--- TEXT UNDER STUDY ---

After his playing career ended, he was an elementary school teacher and coach in Phoenix, Arizona, for many years. The Brunson-Lee Elementary school in Phoenix was named in his honor, and he was posthumously inducted into the Colorado Mesa University Athletics Hall of Honor in 2013.

==Early life==
Brunson was born in Little Rock, Arkansas, but moved with his family to Colorado. He attended Cortez High School (now Montezuma-Cortez High School) in Cortez, Colorado. At Cortez, he was a star athlete in football, basketball, and track. As a senior, he led the Southwestern League in football scoring with 54 points, tallying nine touchdowns in four games. He also averaged 18.4 points a game for the basketball team and was a first-team selection on the All-Southwestern League team. On the track team, he competed in the 100-yard dash and broad jump and set records in the quarter mile and the triple jump.

--- DATA ---

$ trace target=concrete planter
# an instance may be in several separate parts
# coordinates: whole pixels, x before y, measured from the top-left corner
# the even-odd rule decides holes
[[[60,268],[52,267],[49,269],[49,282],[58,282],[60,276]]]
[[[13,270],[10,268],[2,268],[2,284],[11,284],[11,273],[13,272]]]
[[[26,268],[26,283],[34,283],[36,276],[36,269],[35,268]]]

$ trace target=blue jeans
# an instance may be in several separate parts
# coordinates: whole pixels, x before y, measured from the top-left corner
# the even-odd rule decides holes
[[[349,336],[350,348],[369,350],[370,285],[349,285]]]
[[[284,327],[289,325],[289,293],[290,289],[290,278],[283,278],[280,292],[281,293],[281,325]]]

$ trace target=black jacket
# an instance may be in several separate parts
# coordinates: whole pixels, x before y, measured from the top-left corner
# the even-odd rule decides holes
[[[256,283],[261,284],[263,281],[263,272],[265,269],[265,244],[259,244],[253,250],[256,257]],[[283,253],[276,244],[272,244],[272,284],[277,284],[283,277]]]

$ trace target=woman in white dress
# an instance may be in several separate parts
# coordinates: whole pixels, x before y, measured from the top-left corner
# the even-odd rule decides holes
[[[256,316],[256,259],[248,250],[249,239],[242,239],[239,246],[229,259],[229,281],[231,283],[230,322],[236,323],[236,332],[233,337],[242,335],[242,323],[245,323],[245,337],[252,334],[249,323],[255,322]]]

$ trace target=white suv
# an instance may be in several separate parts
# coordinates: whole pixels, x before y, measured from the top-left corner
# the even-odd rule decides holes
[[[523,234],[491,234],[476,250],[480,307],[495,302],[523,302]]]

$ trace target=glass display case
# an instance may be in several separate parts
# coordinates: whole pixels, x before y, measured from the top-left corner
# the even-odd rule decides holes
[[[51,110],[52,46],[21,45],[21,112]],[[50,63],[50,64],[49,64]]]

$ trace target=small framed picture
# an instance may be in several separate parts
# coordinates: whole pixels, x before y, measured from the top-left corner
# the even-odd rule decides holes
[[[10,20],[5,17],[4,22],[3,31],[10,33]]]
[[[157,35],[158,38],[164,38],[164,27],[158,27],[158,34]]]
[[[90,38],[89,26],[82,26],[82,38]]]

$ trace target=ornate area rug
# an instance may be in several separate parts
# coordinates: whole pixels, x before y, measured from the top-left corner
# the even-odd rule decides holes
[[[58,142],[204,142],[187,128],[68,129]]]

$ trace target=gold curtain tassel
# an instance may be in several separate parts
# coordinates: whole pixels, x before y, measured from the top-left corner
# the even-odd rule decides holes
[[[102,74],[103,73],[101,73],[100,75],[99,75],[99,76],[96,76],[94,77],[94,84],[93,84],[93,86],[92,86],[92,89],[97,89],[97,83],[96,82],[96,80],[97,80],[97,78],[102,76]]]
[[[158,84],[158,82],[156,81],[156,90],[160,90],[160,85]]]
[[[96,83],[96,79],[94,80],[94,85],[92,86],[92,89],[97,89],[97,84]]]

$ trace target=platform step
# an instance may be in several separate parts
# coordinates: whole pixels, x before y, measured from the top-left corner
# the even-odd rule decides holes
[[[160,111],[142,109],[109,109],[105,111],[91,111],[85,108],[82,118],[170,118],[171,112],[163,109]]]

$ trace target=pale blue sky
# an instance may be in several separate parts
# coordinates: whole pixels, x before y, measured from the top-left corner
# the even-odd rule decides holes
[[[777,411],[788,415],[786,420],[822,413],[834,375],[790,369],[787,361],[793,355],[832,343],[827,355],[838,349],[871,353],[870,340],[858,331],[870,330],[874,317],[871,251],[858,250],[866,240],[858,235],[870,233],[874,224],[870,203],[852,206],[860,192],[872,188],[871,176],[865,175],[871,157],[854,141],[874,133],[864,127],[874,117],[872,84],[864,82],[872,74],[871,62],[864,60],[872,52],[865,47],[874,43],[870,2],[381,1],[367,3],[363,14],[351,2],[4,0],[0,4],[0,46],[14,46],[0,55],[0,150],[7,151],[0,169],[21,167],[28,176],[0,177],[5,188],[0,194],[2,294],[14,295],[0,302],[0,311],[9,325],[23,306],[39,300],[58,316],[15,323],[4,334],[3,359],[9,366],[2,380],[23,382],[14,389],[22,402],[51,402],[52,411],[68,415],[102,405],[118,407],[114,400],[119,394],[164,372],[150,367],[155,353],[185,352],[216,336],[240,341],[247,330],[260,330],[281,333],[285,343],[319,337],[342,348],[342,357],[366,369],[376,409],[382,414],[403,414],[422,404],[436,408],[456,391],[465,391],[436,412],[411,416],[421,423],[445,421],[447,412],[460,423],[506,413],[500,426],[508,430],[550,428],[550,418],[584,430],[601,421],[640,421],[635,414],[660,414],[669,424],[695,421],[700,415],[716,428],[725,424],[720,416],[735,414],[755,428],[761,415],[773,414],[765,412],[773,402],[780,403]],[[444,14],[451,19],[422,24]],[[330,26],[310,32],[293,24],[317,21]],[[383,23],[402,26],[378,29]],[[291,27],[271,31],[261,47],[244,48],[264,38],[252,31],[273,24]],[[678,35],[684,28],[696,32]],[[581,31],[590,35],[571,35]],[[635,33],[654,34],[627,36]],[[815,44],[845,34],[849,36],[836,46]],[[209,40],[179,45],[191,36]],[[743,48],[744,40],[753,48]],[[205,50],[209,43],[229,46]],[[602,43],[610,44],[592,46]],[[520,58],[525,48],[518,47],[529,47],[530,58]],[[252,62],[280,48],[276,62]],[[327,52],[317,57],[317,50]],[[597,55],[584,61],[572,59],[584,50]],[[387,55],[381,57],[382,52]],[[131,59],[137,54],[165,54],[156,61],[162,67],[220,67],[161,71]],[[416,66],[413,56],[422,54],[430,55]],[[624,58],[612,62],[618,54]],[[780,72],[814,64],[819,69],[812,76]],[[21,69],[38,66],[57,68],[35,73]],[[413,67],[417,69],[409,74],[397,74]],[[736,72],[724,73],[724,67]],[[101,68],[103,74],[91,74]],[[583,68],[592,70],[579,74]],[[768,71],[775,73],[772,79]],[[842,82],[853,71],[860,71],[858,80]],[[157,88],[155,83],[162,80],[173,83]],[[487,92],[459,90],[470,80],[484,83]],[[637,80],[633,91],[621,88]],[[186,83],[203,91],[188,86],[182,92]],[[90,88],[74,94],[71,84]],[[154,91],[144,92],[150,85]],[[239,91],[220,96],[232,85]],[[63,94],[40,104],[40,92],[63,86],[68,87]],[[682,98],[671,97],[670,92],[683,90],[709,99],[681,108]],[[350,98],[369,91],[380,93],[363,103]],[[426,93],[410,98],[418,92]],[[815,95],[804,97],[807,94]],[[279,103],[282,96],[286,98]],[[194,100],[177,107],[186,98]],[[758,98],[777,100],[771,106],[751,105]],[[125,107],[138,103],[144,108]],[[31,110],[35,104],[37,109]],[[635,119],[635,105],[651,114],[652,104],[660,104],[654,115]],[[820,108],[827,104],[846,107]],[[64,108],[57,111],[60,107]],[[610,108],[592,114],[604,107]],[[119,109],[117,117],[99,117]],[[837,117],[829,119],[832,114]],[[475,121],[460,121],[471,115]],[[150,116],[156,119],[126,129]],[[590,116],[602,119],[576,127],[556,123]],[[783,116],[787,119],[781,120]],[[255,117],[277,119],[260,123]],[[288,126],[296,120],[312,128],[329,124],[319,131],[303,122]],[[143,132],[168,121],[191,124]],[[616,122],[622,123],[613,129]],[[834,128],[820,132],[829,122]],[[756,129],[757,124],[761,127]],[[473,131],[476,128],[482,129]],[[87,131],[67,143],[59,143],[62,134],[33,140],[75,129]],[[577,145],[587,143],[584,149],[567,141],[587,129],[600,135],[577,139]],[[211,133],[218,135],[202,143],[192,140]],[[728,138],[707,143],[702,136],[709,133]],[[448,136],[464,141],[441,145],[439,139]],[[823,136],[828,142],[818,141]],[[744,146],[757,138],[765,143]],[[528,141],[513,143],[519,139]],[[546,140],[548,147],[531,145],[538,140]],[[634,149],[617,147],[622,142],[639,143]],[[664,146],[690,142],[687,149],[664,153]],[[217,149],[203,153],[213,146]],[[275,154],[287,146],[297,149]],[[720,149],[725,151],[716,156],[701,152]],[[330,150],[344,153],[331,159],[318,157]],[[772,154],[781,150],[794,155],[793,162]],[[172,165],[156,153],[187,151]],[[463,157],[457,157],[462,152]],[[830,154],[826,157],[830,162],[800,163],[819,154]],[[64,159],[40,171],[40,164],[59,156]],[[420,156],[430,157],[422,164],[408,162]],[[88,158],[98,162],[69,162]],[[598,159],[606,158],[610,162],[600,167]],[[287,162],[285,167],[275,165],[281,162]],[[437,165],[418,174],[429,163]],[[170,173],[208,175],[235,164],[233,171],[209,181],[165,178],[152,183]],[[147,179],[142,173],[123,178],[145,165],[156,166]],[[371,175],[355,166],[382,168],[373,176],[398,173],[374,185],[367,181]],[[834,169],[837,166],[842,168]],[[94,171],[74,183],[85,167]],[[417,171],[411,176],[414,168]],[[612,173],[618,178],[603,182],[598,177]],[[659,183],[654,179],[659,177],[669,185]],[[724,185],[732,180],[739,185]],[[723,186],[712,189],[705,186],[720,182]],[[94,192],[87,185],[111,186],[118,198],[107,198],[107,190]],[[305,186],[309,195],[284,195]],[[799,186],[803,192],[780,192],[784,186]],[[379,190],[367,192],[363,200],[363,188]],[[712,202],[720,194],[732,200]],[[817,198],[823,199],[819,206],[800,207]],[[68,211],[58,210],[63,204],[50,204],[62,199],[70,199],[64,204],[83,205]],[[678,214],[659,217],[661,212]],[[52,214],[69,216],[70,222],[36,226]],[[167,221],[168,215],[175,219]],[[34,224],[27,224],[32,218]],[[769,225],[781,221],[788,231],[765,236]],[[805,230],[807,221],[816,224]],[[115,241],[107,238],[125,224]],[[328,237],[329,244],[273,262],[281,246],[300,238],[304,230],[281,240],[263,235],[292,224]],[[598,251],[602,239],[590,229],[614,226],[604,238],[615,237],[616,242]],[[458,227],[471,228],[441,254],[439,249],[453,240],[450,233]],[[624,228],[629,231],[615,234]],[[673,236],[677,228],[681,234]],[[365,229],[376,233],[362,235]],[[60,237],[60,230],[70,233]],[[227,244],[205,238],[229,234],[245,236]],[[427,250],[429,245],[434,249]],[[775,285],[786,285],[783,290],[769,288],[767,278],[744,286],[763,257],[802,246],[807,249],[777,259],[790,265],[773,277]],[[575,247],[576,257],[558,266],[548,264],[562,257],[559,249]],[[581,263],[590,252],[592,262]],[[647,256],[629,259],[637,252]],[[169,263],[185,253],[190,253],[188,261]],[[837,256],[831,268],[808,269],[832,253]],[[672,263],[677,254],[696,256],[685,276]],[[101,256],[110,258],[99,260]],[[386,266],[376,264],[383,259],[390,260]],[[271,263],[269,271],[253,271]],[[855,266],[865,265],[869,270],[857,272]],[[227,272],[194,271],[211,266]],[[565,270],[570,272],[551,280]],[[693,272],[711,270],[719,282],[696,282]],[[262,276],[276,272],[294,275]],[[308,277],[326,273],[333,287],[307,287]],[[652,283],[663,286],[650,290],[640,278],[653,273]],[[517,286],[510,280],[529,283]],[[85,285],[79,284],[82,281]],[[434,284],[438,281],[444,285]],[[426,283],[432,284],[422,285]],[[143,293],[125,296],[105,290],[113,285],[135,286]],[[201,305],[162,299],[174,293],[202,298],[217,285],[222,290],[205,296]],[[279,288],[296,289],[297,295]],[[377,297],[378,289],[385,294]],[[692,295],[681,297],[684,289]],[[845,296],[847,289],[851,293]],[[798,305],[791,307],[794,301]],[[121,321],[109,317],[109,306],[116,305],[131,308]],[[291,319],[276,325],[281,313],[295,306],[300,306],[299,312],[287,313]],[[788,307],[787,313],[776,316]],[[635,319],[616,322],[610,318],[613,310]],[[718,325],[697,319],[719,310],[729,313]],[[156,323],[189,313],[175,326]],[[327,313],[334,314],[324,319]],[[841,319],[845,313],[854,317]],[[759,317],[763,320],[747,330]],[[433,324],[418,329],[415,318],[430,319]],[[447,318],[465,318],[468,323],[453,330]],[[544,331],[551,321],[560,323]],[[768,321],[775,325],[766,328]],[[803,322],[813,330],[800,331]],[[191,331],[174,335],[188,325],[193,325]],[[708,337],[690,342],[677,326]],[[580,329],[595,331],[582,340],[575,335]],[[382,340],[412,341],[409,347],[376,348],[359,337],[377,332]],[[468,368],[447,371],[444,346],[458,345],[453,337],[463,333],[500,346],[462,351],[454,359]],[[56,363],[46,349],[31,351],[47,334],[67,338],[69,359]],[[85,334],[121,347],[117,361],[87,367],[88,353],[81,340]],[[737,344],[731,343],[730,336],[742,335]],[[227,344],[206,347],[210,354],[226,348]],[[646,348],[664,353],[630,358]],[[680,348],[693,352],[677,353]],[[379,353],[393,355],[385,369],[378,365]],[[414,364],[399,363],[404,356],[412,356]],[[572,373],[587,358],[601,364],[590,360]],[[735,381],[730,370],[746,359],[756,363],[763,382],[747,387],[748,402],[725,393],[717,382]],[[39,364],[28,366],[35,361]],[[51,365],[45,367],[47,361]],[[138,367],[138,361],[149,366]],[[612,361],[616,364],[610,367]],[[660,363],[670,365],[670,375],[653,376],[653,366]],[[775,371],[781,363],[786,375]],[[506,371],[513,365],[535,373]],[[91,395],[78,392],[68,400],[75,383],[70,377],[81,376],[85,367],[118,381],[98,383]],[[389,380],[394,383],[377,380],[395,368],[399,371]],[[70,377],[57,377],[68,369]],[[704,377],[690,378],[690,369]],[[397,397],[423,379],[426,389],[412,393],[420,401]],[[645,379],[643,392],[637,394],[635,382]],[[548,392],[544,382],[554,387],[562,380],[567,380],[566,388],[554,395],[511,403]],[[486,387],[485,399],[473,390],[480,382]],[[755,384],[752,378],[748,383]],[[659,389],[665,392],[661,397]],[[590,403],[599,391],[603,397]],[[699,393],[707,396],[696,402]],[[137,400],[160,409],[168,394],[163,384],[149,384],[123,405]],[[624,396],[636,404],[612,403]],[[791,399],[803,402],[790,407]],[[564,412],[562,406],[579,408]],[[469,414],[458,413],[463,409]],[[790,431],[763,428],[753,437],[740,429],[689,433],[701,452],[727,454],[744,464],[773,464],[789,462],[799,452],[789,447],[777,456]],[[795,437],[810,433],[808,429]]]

---

* **TASKS**:
1. Answer these from the Brunson text:
(a) Which school in Phoenix was named in his honor?
(b) How many touchdowns did he score in his senior football season?
(c) In what city was he born?
2. In the Brunson text, turn the paragraph beginning "Brunson was born in Little Rock" into a short list that keeps its main facts.
3. Copy everything in the Brunson text from "After his playing" down to "Honor in 2013.", putting "instructor" in place of "teacher".
You won't need the lines to do any of this.

* **TASK-BY-TASK OUTPUTS**:
1.
(a) The Brunson-Lee Elementary school
(b) Nine
(c) Little Rock, Arkansas

2.
- Born in Little Rock, Arkansas; moved with his family to Colorado.
- Attended Cortez High School (now Montezuma-Cortez High School) in Cortez, Colorado.
- Star athlete in football, basketball, and track.
- Football: as a senior, led the Southwestern League in scoring with 54 points (nine touchdowns in four games).
- Basketball: averaged 18.4 points a game; first-team All-Southwestern League.
- Track: competed in the 100-yard dash and broad jump; set records in the quarter mile and the triple jump.

3.
After his playing career ended, he was an elementary school instructor and coach in Phoenix, Arizona, for many years. The Brunson-Lee Elementary school in Phoenix was named in his honor, and he was posthumously inducted into the Colorado Mesa University Athletics Hall of Honor in 2013.